Please copy the records below word for word, from the start of the records through the line with "[[0, 221, 638, 317]]", including that line.

══ Records supplied ══

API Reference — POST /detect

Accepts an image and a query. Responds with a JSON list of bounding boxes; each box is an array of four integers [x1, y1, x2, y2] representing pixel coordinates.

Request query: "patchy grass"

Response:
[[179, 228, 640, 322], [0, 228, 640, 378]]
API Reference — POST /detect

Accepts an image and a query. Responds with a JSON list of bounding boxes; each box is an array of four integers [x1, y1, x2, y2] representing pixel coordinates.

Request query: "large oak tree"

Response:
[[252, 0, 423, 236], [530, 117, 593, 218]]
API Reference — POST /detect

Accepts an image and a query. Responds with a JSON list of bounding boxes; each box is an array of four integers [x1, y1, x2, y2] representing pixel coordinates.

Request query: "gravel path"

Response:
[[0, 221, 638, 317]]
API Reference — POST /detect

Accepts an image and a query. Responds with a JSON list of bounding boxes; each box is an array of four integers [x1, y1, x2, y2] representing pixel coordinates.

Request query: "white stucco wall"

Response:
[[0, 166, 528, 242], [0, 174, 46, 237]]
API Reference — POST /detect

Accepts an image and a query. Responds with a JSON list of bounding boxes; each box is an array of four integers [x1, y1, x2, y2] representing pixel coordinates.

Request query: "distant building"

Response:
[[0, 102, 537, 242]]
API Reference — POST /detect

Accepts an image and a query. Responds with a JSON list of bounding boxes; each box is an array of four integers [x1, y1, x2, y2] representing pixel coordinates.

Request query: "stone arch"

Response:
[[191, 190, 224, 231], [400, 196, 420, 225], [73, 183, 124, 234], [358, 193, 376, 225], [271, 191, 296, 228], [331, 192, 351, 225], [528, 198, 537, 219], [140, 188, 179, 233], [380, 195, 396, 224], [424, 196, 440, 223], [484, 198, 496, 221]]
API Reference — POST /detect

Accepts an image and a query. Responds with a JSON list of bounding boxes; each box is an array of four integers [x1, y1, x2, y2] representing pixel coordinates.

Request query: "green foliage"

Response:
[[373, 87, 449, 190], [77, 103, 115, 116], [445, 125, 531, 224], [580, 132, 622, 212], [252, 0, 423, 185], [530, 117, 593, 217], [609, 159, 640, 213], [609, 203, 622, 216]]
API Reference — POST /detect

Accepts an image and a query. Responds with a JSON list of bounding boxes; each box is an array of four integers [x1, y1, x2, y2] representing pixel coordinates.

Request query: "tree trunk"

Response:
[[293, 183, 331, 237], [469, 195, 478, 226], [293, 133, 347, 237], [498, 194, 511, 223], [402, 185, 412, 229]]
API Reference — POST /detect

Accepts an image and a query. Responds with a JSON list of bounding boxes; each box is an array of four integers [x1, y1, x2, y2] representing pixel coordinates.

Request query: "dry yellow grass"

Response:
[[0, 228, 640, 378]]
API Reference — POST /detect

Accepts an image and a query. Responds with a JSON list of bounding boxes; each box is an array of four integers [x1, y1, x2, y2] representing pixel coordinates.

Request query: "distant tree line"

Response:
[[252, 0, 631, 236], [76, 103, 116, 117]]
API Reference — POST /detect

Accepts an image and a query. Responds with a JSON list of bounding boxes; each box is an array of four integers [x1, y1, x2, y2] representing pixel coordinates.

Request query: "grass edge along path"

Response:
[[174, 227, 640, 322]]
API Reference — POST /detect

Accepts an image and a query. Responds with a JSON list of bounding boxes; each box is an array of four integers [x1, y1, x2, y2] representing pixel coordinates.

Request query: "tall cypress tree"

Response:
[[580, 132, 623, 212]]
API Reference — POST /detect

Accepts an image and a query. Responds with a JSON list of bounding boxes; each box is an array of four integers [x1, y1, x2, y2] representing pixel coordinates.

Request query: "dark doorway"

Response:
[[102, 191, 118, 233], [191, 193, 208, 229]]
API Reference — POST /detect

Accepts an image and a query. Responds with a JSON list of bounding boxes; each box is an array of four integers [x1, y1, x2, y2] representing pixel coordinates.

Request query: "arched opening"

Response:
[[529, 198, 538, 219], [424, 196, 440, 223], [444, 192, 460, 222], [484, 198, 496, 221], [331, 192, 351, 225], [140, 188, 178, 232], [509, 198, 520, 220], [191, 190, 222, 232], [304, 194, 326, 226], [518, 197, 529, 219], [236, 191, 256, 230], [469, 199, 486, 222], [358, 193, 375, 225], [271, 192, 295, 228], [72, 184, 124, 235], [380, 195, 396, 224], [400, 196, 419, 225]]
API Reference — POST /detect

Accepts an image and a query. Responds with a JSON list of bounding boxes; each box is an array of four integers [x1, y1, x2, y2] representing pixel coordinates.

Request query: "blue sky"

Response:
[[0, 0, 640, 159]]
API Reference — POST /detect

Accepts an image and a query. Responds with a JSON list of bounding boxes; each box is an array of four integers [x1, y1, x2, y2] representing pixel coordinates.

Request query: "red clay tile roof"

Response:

═══

Full output:
API Reference — POST /detect

Accepts an image and a query. Responds with a JSON list of bounding boxes; each box is an array of four integers [x1, y1, x2, y2] representing pixel coordinates.

Request query: "patchy grass"

Response:
[[179, 228, 640, 322], [0, 228, 640, 378]]
API Reference — POST /detect

Accepts an image and a query. Responds with a JSON list of bounding boxes; each box is an array of four integers [x1, y1, x2, y2] representing pixel coordinates.

Request query: "large oak tree"

Response:
[[252, 0, 423, 236], [530, 117, 593, 218]]
API Reference — POST /detect

Accepts an image and a query. Responds with a JSON list of bounding boxes; each box is an array of four integers [x1, y1, x2, y2] representing pixel coordinates.

Request query: "gravel path"

Response:
[[0, 221, 638, 317]]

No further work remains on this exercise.